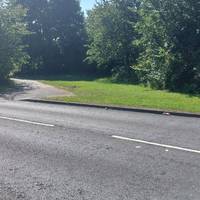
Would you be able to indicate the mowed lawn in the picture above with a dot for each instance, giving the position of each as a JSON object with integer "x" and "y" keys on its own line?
{"x": 101, "y": 91}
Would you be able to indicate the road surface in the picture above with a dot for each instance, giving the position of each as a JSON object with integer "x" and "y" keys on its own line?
{"x": 30, "y": 89}
{"x": 72, "y": 153}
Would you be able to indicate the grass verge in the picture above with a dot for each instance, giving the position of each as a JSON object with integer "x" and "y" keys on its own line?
{"x": 102, "y": 91}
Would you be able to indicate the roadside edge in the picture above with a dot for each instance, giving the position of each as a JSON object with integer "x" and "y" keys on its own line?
{"x": 131, "y": 109}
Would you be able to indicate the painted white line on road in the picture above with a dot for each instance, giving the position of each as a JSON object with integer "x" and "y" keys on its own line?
{"x": 156, "y": 144}
{"x": 26, "y": 121}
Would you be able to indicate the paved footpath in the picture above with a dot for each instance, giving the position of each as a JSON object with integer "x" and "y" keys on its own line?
{"x": 32, "y": 89}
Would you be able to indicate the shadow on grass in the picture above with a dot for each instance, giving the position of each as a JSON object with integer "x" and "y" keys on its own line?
{"x": 60, "y": 77}
{"x": 99, "y": 79}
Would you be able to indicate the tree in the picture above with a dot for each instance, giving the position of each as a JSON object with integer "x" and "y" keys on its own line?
{"x": 110, "y": 32}
{"x": 58, "y": 39}
{"x": 169, "y": 42}
{"x": 12, "y": 31}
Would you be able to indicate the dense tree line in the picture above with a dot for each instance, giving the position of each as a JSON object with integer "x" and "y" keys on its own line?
{"x": 154, "y": 42}
{"x": 12, "y": 31}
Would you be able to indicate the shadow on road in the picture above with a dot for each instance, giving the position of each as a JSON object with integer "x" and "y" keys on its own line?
{"x": 10, "y": 89}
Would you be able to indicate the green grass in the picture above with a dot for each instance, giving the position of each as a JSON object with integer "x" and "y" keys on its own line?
{"x": 102, "y": 91}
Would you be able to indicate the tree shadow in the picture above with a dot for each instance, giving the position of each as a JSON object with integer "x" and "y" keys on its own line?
{"x": 9, "y": 89}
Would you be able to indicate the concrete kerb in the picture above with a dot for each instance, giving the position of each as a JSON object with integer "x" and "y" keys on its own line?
{"x": 131, "y": 109}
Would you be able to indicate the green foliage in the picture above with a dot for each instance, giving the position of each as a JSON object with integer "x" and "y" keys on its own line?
{"x": 106, "y": 93}
{"x": 110, "y": 32}
{"x": 12, "y": 31}
{"x": 169, "y": 42}
{"x": 58, "y": 39}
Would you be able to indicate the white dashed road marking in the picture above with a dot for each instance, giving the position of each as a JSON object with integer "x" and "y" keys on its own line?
{"x": 156, "y": 144}
{"x": 26, "y": 121}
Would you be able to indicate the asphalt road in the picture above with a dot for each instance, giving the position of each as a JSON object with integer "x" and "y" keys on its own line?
{"x": 64, "y": 152}
{"x": 30, "y": 89}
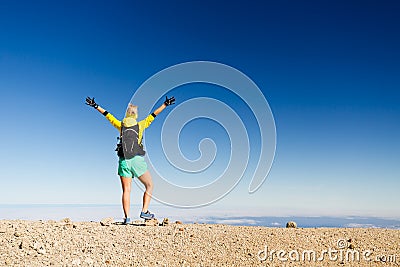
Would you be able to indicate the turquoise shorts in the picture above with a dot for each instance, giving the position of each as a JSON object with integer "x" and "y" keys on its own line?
{"x": 134, "y": 167}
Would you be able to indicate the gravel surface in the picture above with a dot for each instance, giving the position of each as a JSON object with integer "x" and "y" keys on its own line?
{"x": 67, "y": 243}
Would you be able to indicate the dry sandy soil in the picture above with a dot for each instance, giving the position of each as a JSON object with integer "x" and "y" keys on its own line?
{"x": 66, "y": 243}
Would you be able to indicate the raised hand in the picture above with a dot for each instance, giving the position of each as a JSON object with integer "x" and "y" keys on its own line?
{"x": 91, "y": 102}
{"x": 169, "y": 101}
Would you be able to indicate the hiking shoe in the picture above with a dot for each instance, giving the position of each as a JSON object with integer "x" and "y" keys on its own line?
{"x": 146, "y": 215}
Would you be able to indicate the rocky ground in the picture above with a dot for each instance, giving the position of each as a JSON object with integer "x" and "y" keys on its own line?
{"x": 66, "y": 243}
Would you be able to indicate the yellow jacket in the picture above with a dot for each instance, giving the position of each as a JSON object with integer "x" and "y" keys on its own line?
{"x": 130, "y": 121}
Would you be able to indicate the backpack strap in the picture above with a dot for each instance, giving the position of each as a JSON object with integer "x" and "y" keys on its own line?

□ □ □ □ □

#### Stated task
Would you set down the listing exactly, omitting pictures?

#### The result
Would you be able to indicate the mowed lawn in the picture above with a dot for each instance, giving the position of each as a JSON object with integer "x" and "y" keys on its own line?
{"x": 101, "y": 91}
Would you be able to indicate the road surface in the picture above with a dot for each instance, giving the position of each as a JSON object with integer "x" and "y" keys on its own line?
{"x": 30, "y": 89}
{"x": 72, "y": 153}
Would you be able to indicate the grass verge in the picture above with a dot for each instance, giving the position of each as a JSON object with integer "x" and "y" keys on its own line?
{"x": 102, "y": 91}
Would you be able to indicate the roadside edge in the picture above with a dot for each instance, giving the position of each as a JSON object with integer "x" and "y" keys on its own line?
{"x": 131, "y": 109}
Would you be able to indicate the painted white line on road in the picture above with a dot for each instance, giving the position of each as a JSON object with integer "x" and "y" keys on its own line?
{"x": 156, "y": 144}
{"x": 26, "y": 121}
Would you be able to indicate the paved footpath in the picture above with a dot for each instance, giving the position of each as a JSON object with integer "x" and "y" keys on its own line?
{"x": 32, "y": 89}
Would you be able to indicate the shadow on grass in the picture above with a dot for each instance, giving the position of each as a JSON object with integer "x" and "y" keys on its own line?
{"x": 60, "y": 77}
{"x": 99, "y": 79}
Would you be able to indicate the tree in the picture above with a dot for each instance, giving the position of each as a JSON object with integer "x" and "y" keys on its own line?
{"x": 110, "y": 32}
{"x": 58, "y": 39}
{"x": 169, "y": 42}
{"x": 12, "y": 31}
Would you be able to indicate the dense tree line in the picture above with a dot for each instance, giving the position of each as a JSON object with integer "x" and "y" keys on its own line?
{"x": 154, "y": 42}
{"x": 12, "y": 31}
Would you be able to indicate the shadow on road in the picture above with a dot for each instance, giving the position of each as a JSON object with integer "x" and "y" keys on its own line?
{"x": 10, "y": 89}
Would you be able to indicate the green grass in the picture above with a dot for each instance, giving the position of each as a JSON object with integer "x" and "y" keys on its own line?
{"x": 102, "y": 91}
Would you be able to indicate the tree shadow in the picture above with a dot for each instance, giving the position of each as a JSON object with integer "x" and "y" keys on its own line?
{"x": 9, "y": 89}
Would you be able to indicate the concrete kerb in the picture above with a dot for each instance, giving the position of each as a JSON object with integer "x" and "y" keys on its own line?
{"x": 131, "y": 109}
Would you be able to indicate the green foliage in the picture above with a dot for each instance, giving the position of each as a JSON object with integer "x" and "y" keys on its own line?
{"x": 106, "y": 93}
{"x": 110, "y": 32}
{"x": 12, "y": 31}
{"x": 169, "y": 42}
{"x": 58, "y": 39}
Would you be able to indicate the white dashed road marking in the picture above with a dot for each instance, giving the position of each as a JSON object with integer "x" and "y" keys on its own line?
{"x": 156, "y": 144}
{"x": 26, "y": 121}
Would you be able to indicate the asphalt road in the picture above with a dot for each instance, giving the position of each as a JSON object with integer "x" and "y" keys on its own line?
{"x": 64, "y": 152}
{"x": 30, "y": 89}
Would you be able to indicate the turquoise shorts in the picture above with a dot for each instance, giving the position of each as a JSON object with integer "x" and "y" keys on its own line?
{"x": 134, "y": 167}
Would you be able to indicate the gravel surface in the picture above with a dot for each instance, giving the position of each as a JSON object with integer "x" and "y" keys on its own line?
{"x": 67, "y": 243}
Would you be able to indicate the dry sandy soil in the picture above with a dot for each instance, giving the position of each as a JSON object with integer "x" and "y" keys on its own line?
{"x": 66, "y": 243}
Would you be able to indicate the raised hand in the picture above with a dot for each instance, giving the position of each as a JSON object with integer "x" and "y" keys on its own line?
{"x": 91, "y": 102}
{"x": 169, "y": 101}
Would you be able to indicate the hiking shoe in the picture above with a dot for each instance, giving the position of each as a JSON object with integer "x" and "y" keys on its own line?
{"x": 146, "y": 215}
Would you be able to indicate the rocky ground in the picture above with a dot for each instance, giving the position of each as a JSON object with integer "x" and "y" keys on its own line?
{"x": 66, "y": 243}
Would you be able to indicate the yellow jacket in the picture above with a dot for each instance, giving the position of each as a JSON object with integer "x" and "y" keys on its own line?
{"x": 130, "y": 121}
Would you be able to indicate the backpack strap in the picture above with a dot for each instance, giving the position of each as a JSON object with integer "x" and "y" keys on its own line?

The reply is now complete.